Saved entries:
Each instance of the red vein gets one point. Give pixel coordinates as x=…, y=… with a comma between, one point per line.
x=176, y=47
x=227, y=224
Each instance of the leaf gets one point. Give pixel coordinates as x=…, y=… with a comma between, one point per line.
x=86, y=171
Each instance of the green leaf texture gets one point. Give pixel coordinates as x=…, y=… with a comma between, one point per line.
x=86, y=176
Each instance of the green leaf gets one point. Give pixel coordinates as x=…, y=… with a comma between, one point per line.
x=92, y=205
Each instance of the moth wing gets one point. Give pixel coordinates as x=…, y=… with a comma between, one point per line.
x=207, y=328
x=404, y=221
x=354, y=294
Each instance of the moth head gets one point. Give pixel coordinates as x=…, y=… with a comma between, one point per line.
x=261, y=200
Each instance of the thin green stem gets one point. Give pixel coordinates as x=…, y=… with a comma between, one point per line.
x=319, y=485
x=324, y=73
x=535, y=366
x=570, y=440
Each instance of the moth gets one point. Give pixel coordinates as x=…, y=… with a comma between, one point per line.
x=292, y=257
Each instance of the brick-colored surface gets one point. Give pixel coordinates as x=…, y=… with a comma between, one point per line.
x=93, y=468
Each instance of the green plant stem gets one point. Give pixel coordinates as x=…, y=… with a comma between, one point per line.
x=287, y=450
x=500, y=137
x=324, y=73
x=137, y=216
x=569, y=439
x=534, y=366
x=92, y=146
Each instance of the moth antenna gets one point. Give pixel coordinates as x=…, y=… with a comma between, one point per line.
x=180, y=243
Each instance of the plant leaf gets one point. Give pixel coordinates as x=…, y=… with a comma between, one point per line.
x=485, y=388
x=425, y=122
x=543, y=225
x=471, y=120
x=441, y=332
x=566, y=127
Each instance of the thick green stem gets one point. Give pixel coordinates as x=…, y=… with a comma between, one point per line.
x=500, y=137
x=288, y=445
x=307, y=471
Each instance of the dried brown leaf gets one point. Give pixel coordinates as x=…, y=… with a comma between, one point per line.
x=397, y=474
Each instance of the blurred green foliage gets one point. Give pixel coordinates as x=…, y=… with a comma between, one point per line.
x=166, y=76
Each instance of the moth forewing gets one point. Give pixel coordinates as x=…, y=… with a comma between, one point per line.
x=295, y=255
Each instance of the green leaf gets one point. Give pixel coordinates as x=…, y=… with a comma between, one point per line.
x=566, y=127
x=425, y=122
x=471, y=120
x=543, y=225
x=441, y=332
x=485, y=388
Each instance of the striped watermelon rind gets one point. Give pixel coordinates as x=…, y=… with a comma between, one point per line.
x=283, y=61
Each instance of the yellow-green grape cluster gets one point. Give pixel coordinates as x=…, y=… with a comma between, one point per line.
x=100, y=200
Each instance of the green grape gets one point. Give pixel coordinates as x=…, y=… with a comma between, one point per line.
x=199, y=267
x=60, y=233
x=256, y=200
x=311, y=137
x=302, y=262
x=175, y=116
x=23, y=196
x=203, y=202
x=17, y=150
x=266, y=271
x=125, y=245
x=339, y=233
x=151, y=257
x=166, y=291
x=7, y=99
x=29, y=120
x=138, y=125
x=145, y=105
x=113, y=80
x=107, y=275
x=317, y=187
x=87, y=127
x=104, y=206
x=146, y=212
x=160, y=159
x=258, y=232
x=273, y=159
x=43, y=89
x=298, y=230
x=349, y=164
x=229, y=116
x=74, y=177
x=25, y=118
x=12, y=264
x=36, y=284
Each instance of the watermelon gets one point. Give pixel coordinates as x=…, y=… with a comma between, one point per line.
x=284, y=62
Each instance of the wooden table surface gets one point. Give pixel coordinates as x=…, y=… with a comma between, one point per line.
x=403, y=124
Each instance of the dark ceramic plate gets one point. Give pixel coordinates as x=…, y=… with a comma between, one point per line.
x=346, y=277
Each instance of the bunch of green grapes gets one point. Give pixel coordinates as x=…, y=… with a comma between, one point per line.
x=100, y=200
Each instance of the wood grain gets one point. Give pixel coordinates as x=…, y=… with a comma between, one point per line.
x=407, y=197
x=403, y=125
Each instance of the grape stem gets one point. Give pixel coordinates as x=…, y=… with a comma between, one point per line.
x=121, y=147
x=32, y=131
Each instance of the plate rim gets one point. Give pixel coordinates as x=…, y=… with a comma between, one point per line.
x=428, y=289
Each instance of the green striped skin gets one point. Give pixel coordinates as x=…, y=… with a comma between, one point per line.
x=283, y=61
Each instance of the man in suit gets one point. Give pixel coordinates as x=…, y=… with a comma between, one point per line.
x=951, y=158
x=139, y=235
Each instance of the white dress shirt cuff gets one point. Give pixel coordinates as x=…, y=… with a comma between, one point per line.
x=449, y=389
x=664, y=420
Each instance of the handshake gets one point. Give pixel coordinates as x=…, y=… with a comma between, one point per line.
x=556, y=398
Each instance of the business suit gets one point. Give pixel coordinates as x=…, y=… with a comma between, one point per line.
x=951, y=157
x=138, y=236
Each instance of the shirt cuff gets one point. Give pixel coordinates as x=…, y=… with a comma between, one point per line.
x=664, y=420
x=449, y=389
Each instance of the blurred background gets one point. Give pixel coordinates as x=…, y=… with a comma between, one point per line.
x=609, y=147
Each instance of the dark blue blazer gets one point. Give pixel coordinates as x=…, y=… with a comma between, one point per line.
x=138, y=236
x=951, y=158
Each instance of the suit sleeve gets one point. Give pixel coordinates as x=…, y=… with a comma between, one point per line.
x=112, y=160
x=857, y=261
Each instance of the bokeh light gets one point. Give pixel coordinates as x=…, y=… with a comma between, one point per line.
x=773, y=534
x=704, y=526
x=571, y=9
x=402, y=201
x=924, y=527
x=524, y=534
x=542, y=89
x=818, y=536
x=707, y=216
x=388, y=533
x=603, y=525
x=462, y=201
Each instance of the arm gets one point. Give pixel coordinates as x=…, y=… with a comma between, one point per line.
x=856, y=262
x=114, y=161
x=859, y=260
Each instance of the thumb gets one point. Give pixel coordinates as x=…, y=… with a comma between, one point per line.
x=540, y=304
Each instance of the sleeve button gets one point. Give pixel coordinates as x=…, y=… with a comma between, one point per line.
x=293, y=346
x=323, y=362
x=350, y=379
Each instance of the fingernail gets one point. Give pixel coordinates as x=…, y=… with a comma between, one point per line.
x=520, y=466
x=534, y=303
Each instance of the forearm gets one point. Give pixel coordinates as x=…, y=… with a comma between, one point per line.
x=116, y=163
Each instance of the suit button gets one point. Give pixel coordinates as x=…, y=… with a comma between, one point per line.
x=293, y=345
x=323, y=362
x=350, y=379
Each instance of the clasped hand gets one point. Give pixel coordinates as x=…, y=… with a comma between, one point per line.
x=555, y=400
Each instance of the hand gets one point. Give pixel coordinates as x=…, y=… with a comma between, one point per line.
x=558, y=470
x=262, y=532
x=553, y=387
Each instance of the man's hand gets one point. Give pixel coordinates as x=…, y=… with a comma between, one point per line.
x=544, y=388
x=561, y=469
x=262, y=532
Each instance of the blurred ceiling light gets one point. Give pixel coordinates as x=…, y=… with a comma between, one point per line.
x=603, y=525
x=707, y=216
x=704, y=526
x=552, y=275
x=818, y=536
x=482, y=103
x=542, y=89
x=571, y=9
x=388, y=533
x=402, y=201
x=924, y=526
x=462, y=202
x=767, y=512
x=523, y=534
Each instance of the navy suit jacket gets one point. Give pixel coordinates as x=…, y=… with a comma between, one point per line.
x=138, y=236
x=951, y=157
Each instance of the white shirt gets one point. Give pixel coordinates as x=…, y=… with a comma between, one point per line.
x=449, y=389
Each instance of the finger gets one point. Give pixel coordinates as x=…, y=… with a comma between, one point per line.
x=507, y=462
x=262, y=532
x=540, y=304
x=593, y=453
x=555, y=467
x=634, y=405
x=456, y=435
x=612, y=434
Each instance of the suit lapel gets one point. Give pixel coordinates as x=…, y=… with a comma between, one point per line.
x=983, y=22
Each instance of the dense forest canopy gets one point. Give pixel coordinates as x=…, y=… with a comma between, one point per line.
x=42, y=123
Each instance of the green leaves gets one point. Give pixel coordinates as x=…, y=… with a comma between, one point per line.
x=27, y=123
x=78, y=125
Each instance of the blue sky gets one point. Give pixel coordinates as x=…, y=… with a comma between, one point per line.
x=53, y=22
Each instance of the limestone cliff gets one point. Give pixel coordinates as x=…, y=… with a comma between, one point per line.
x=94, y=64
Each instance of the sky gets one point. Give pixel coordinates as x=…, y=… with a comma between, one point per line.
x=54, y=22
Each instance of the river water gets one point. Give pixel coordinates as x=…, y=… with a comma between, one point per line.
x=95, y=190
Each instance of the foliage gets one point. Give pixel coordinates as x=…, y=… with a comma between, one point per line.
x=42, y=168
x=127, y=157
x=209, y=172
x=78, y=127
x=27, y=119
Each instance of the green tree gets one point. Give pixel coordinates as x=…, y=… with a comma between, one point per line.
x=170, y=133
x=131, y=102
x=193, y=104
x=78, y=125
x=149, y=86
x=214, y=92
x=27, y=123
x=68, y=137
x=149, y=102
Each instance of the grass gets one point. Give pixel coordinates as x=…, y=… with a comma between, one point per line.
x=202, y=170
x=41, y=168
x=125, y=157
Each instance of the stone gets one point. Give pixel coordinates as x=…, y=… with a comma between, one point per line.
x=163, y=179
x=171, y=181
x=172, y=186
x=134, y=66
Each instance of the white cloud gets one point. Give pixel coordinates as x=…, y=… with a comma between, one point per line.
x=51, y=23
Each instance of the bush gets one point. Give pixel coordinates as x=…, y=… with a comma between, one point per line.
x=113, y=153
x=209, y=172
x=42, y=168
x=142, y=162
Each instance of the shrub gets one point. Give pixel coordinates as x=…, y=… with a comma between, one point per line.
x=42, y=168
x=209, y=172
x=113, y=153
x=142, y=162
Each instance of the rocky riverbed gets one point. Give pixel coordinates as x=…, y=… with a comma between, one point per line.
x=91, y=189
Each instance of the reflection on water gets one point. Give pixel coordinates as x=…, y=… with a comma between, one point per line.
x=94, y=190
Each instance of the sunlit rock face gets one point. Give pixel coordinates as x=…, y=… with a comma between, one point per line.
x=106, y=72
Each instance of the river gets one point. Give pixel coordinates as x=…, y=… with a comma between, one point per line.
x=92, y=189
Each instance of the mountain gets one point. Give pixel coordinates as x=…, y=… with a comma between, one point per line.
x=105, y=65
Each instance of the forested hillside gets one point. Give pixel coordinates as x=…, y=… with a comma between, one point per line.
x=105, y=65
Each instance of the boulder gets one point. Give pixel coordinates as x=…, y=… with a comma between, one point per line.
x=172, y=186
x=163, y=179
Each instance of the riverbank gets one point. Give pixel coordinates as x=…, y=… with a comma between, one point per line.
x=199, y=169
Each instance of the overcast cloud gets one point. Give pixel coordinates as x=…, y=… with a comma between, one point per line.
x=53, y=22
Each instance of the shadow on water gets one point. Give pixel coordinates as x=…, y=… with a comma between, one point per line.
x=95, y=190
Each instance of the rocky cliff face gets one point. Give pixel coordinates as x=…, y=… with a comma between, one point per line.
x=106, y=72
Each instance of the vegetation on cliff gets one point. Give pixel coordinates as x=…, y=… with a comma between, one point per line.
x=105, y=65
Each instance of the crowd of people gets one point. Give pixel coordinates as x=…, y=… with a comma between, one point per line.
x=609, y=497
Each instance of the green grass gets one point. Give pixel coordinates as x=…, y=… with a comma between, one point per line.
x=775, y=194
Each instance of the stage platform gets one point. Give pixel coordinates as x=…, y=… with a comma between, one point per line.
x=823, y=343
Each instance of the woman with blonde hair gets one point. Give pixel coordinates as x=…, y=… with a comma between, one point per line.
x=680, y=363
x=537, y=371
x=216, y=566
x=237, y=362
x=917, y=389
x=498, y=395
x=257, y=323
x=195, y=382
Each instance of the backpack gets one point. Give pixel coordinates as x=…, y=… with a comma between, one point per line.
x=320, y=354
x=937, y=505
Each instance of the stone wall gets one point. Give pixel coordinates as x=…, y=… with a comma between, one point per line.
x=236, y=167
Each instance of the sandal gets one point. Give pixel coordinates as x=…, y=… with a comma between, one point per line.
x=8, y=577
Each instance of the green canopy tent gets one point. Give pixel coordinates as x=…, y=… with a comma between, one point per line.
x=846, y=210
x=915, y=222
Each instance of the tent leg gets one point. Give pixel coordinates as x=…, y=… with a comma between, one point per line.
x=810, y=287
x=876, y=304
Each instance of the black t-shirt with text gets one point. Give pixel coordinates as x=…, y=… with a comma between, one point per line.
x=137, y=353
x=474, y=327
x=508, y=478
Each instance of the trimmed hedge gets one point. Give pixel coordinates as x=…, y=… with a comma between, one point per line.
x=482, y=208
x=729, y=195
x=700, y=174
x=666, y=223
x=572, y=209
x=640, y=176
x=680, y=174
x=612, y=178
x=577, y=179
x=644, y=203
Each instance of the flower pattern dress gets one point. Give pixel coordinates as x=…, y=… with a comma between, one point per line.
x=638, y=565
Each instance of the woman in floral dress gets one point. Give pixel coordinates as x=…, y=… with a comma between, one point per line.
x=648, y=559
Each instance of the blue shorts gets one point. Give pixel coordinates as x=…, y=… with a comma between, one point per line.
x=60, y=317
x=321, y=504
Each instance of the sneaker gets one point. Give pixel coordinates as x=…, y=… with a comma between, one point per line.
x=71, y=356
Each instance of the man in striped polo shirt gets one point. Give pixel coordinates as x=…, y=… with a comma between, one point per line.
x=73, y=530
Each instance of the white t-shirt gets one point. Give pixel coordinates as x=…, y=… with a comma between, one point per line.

- WORK TO COMPLETE -
What's needed is a word-for-word copy of the lines from the one holding "Each instance of the man in striped" through the final line of the data.

- SOLUTION BELOW -
Each instance of the man in striped polo shirt gets one point. Give pixel coordinates as x=…, y=… with a comma between, one point per line.
x=73, y=530
Each instance of the white t-shirt gets one point. Give pixel coordinates as x=…, y=… with a comma between, one point per line.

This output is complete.